• **WRITTEN TASK**: Copy out the records below, swapping every "serrated leaf" for "toothed leaf" and leaving everything else unchanged.

═══ TASK DATA

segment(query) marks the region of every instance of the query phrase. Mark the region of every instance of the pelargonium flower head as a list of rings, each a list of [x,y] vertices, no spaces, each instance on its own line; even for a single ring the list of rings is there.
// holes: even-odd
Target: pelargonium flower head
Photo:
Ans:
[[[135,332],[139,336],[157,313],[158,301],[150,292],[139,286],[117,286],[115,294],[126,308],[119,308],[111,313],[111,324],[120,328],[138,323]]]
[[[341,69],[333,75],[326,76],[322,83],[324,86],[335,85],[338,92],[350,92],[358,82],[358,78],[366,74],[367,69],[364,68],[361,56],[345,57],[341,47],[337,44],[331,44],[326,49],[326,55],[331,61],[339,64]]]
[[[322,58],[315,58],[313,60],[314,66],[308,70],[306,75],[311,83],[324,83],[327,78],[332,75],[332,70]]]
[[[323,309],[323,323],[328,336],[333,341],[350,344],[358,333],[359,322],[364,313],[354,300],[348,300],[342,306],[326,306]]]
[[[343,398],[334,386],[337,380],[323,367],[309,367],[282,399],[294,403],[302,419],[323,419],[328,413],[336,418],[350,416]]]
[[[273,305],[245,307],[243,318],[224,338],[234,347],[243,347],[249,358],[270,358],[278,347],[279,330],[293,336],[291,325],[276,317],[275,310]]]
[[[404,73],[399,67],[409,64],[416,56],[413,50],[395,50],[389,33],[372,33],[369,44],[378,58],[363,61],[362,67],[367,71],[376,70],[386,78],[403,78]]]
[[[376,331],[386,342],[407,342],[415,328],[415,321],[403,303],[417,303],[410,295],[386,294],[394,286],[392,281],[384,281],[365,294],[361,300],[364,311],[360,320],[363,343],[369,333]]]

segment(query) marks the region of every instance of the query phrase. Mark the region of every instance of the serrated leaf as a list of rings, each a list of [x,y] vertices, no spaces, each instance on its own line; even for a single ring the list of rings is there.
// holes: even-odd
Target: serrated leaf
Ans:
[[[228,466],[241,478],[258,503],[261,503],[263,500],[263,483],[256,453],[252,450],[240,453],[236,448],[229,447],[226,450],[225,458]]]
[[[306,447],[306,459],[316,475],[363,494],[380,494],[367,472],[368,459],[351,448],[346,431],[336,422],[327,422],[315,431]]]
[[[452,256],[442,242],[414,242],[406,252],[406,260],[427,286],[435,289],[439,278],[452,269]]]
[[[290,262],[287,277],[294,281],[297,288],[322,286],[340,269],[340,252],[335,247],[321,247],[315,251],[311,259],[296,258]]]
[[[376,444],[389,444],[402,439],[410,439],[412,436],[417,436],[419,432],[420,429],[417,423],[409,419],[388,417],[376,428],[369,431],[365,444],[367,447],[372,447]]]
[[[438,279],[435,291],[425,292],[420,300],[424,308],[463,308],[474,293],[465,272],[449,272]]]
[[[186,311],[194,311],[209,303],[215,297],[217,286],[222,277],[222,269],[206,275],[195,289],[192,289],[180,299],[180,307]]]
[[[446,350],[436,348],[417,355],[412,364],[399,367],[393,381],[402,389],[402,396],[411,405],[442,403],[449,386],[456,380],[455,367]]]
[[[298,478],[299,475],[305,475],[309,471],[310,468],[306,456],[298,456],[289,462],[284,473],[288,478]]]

══════

• **RESULT BELOW**:
segment(query) marks the region of every instance of the query phrase. Mark the region of every instance of the pelargonium flower head as a list of rings, each a list of [x,y] vertices, no spaces, each instance on its own line; even for a single ring the list of rings is there.
// holes: even-odd
Target: pelargonium flower head
Photo:
Ans:
[[[135,332],[139,336],[157,313],[158,301],[150,292],[139,286],[117,286],[115,294],[126,308],[119,308],[111,313],[111,324],[120,328],[138,323]]]
[[[341,69],[333,75],[326,76],[322,83],[324,86],[335,85],[338,92],[350,92],[358,82],[358,78],[366,74],[367,69],[364,68],[361,56],[345,57],[341,47],[337,44],[331,44],[326,49],[326,55],[331,61],[339,64]]]
[[[322,58],[315,58],[313,60],[314,66],[308,70],[306,75],[311,83],[324,83],[327,78],[332,75],[332,70]]]
[[[323,309],[323,323],[328,336],[333,341],[350,344],[358,333],[359,322],[364,313],[354,300],[348,300],[342,306],[326,306]]]
[[[343,398],[334,386],[337,380],[323,367],[309,367],[282,399],[294,403],[302,419],[323,419],[328,413],[336,418],[350,416]]]
[[[273,305],[245,307],[243,318],[224,338],[234,347],[243,347],[249,358],[270,358],[278,347],[279,330],[293,336],[291,325],[276,317],[275,310]]]
[[[404,73],[399,67],[409,64],[416,56],[413,50],[395,50],[389,33],[372,33],[369,44],[378,58],[363,61],[362,67],[367,71],[376,70],[386,78],[403,78]]]
[[[376,331],[386,342],[407,342],[415,328],[415,321],[403,303],[417,303],[410,295],[386,294],[394,286],[392,281],[384,281],[365,294],[361,300],[364,311],[360,320],[363,343],[369,333]]]

segment(query) marks the region of every instance of the query phrase. Mark the region of every instance of the toothed leaf as a list of rings, each a list of [x,y] vertices, no spaces, each instance on its own line; even for a single ring the list of rings is there.
// holes: even-odd
Target: toothed leaf
Ans:
[[[228,466],[241,478],[258,503],[261,503],[263,500],[263,483],[256,453],[252,450],[240,453],[236,448],[229,447],[226,450],[225,458]]]
[[[306,447],[306,459],[316,475],[363,494],[380,494],[367,472],[368,459],[351,448],[346,431],[336,422],[327,422],[315,431]]]
[[[452,256],[442,242],[414,242],[406,252],[406,260],[427,286],[435,289],[439,278],[452,269]]]
[[[290,262],[287,277],[294,281],[297,288],[322,286],[340,269],[340,252],[335,247],[321,247],[315,251],[311,259],[296,258]]]
[[[376,444],[389,444],[402,439],[410,439],[412,436],[417,436],[419,432],[420,429],[417,423],[409,419],[388,417],[376,428],[369,431],[365,444],[367,447],[372,447]]]
[[[438,279],[435,291],[425,292],[420,300],[424,308],[463,308],[474,293],[465,272],[449,272]]]
[[[186,311],[194,311],[209,303],[215,297],[217,286],[222,277],[222,269],[206,275],[195,289],[192,289],[180,299],[180,307]]]
[[[446,350],[436,348],[417,355],[412,364],[399,367],[393,381],[402,389],[402,396],[411,405],[442,403],[449,386],[456,380],[455,367]]]
[[[298,478],[299,475],[305,475],[309,471],[310,468],[306,456],[298,456],[289,462],[284,473],[288,478]]]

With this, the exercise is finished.